GIVEN TEXT:
*** Block opens ***

Sunday, January 13, 2013

I'm scared today........

Today has been a tough day for me. I overdid things yesterday with snowboarding and that experience made me realize how weak I've gotten from Lyme. I haven't gotten up out of bed all day. I'm feverish, in a lot of pain, and very mentally and emotionally drained. My mind is completely abnormal. I feel completely out of it. I have extreme depression and anxiety and I can't stop crying. I'm so upset. I've been getting worse symptom-wise for months. I feel like I'm never going to be the same as I was or even feel somewhat healthy again.

I wasn't able to do a B12 shot today. I know that the lack of B12 is making the depression worse. My muscles are twitching too much. I was afraid that I would hurt myself if I tried to do it with twitching hands. I still have some fear after what happened the other day with the scary shot experience.  I'm afraid that will happen again.

I know I'm depressed when I'm not even looking forward to a vitamin IV. I don't know why I get so down and ready to give up. It's not like me at all and I think it could be either a side effect of one of my antibiotics or from herxing.

*** Block closes ***

[Stored data]
*** Block opens ***

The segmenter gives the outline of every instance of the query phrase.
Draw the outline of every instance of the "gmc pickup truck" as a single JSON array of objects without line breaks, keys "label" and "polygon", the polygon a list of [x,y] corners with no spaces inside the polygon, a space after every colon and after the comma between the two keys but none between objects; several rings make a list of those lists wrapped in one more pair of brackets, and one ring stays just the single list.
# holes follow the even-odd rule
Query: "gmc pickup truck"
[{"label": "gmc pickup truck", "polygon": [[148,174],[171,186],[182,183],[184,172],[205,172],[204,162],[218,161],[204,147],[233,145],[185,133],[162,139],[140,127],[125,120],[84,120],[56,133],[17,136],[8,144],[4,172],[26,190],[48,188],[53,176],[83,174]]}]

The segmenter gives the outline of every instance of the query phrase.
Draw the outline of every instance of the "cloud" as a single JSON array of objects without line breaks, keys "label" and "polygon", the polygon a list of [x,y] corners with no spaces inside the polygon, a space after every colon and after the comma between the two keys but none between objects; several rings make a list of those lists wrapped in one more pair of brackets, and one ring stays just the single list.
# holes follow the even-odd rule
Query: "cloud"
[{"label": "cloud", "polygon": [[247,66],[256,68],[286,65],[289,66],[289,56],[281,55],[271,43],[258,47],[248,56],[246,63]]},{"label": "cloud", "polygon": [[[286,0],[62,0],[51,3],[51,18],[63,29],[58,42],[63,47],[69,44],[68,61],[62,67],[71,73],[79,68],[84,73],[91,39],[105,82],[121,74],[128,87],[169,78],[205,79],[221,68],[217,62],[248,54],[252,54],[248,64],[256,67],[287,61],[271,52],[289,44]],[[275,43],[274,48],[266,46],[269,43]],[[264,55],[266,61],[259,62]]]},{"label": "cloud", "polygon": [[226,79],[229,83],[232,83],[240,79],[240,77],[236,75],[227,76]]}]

*** Block closes ***

PROBLEM 1: List every treatment the blog post mentions.
PROBLEM 2:
Answer these questions from the blog post:
(a) What activity did the writer overdo yesterday?
(b) What kept the writer from doing a B12 shot today?
(c) What two possible reasons does the writer give for getting so down?
PROBLEM 3: Write out everything in the blog post from "I wasn't able" down to "or from herxing.".
The entries have no connection to the blog post.

ANSWER 1:
B12 shot
vitamin IV
antibiotics

ANSWER 2:
(a) Snowboarding.
(b) The writer's muscles were twitching too much, and the writer was afraid of getting hurt trying to do it with twitching hands.
(c) A side effect of one of the antibiotics, or herxing.

ANSWER 3:
I wasn't able to do a B12 shot today. I know that the lack of B12 is making the depression worse. My muscles are twitching too much. I was afraid that I would hurt myself if I tried to do it with twitching hands. I still have some fear after what happened the other day with the scary shot experience.  I'm afraid that will happen again.

I know I'm depressed when I'm not even looking forward to a vitamin IV. I don't know why I get so down and ready to give up. It's not like me at all and I think it could be either a side effect of one of my antibiotics or from herxing.